Directive:
Repeat every line of the entries below, swapping each "positive clicks" for "foreground points" and leaving everything else unchanged.
Start of Block
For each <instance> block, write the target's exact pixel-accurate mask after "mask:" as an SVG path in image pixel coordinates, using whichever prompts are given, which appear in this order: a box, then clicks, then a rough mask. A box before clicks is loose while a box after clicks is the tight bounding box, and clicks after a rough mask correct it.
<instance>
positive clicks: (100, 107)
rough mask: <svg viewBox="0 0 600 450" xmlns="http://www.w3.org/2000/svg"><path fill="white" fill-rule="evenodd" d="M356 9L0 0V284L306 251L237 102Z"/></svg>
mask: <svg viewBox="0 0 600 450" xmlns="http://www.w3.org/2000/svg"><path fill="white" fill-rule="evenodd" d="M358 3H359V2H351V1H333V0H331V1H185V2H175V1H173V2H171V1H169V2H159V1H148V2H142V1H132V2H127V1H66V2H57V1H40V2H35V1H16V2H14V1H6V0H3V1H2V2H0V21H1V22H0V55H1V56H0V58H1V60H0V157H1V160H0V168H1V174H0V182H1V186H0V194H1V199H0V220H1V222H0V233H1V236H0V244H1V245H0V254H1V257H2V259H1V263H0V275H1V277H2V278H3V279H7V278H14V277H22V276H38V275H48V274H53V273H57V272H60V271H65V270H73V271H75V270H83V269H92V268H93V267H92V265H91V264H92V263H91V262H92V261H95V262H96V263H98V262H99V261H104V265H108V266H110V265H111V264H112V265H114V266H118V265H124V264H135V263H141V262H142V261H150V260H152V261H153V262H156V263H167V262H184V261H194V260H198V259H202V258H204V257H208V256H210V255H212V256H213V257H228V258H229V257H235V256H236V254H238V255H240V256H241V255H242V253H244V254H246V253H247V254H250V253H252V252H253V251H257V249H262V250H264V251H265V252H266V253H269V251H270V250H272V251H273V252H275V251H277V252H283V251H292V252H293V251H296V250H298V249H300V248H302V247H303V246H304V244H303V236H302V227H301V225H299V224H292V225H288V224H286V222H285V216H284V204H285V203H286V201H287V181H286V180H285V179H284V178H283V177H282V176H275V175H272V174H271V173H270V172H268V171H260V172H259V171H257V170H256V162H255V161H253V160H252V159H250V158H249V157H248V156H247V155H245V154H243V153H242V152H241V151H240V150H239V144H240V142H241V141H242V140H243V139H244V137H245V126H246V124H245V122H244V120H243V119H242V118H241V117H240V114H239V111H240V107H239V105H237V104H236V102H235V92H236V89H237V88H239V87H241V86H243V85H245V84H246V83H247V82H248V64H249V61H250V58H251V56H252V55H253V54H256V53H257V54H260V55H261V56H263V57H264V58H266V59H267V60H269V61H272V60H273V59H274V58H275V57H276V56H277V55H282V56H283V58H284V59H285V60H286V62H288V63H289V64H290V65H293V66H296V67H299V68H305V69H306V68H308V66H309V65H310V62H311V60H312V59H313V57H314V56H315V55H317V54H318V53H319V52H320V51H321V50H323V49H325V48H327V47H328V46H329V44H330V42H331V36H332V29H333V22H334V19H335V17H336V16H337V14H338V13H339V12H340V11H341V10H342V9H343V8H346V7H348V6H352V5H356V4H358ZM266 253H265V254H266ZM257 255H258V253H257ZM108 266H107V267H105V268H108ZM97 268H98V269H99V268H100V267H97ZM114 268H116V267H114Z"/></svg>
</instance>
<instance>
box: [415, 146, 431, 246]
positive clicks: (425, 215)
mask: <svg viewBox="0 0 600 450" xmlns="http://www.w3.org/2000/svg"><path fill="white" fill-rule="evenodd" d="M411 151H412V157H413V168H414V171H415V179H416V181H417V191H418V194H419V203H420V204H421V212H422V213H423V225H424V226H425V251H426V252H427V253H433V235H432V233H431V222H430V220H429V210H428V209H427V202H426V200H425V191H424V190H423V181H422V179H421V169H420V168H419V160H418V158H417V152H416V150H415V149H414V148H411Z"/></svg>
End of Block
Solution to the exercise:
For each <instance> block, write the target's exact pixel-accurate mask after "mask:" as an SVG path in image pixel coordinates, using whichever prompts are given, which appear in this order: a box, then clicks, then a rough mask. A box before clicks is loose while a box after clicks is the tight bounding box, and clicks after a rough mask correct it.
<instance>
foreground points: (100, 107)
rough mask: <svg viewBox="0 0 600 450" xmlns="http://www.w3.org/2000/svg"><path fill="white" fill-rule="evenodd" d="M356 9L0 0V284L306 251L237 102Z"/></svg>
mask: <svg viewBox="0 0 600 450" xmlns="http://www.w3.org/2000/svg"><path fill="white" fill-rule="evenodd" d="M358 3H359V2H351V1H333V0H331V1H185V2H175V1H173V2H171V1H169V2H159V1H148V2H142V1H132V2H127V1H66V2H57V1H40V2H35V1H16V2H14V1H6V0H3V1H2V2H0V21H1V22H0V55H1V56H0V58H1V60H0V157H1V160H0V168H1V174H0V182H1V186H0V194H1V199H0V220H1V222H0V233H1V236H0V244H1V245H0V254H1V257H2V259H1V263H0V275H1V277H2V278H3V279H7V278H14V277H22V276H38V275H48V274H53V273H57V272H60V271H65V270H73V271H75V270H83V269H92V268H93V267H92V265H91V264H92V263H91V262H92V261H95V262H96V263H98V262H99V261H104V265H108V266H110V265H111V264H112V265H114V266H118V265H124V264H135V263H141V262H142V261H150V260H152V261H153V262H156V263H167V262H184V261H194V260H198V259H202V258H204V257H208V256H210V255H212V256H213V257H228V258H229V257H235V256H236V254H238V255H240V256H241V255H242V253H244V254H246V253H247V254H250V253H252V252H253V251H257V249H262V250H264V251H265V252H266V253H269V251H270V250H272V251H273V252H275V251H277V252H283V251H292V252H293V251H296V250H298V249H300V248H302V247H303V246H304V244H303V236H302V227H301V225H299V224H292V225H288V224H286V222H285V216H284V204H285V203H286V201H287V181H286V180H285V179H284V178H283V177H282V176H275V175H272V174H271V173H270V172H268V171H260V172H259V171H257V170H256V162H255V161H253V160H252V159H250V158H249V157H248V156H247V155H245V154H243V153H242V152H241V151H240V150H239V144H240V142H241V141H242V140H243V139H244V137H245V126H246V124H245V122H244V120H243V119H242V118H241V117H240V114H239V111H240V107H239V105H237V104H236V102H235V92H236V89H237V88H239V87H241V86H243V85H245V84H246V83H247V82H248V64H249V61H250V58H251V56H252V55H253V54H256V53H257V54H260V55H261V56H263V57H264V58H266V59H267V60H269V61H272V60H273V59H274V58H275V57H276V56H277V55H282V56H283V58H284V59H285V60H286V62H288V63H289V64H290V65H293V66H296V67H299V68H305V69H306V68H308V66H309V65H310V62H311V60H312V59H313V57H314V56H315V55H317V54H318V53H319V52H320V51H321V50H323V49H325V48H327V47H328V46H329V44H330V42H331V36H332V29H333V22H334V19H335V17H336V16H337V14H338V13H339V12H340V11H341V10H342V9H343V8H346V7H348V6H352V5H356V4H358ZM266 253H265V254H266ZM257 255H258V253H257ZM108 266H107V267H105V268H108ZM97 268H98V269H99V268H100V267H97ZM114 268H116V267H114Z"/></svg>
</instance>
<instance>
box: [415, 146, 431, 246]
foreground points: (425, 215)
mask: <svg viewBox="0 0 600 450" xmlns="http://www.w3.org/2000/svg"><path fill="white" fill-rule="evenodd" d="M411 151H412V157H413V168H414V171H415V179H416V181H417V191H418V194H419V203H420V204H421V212H422V213H423V225H424V226H425V251H426V252H427V253H433V235H432V233H431V222H430V220H429V210H428V209H427V202H426V200H425V191H424V190H423V181H422V179H421V169H420V168H419V160H418V158H417V152H416V150H415V149H414V148H411Z"/></svg>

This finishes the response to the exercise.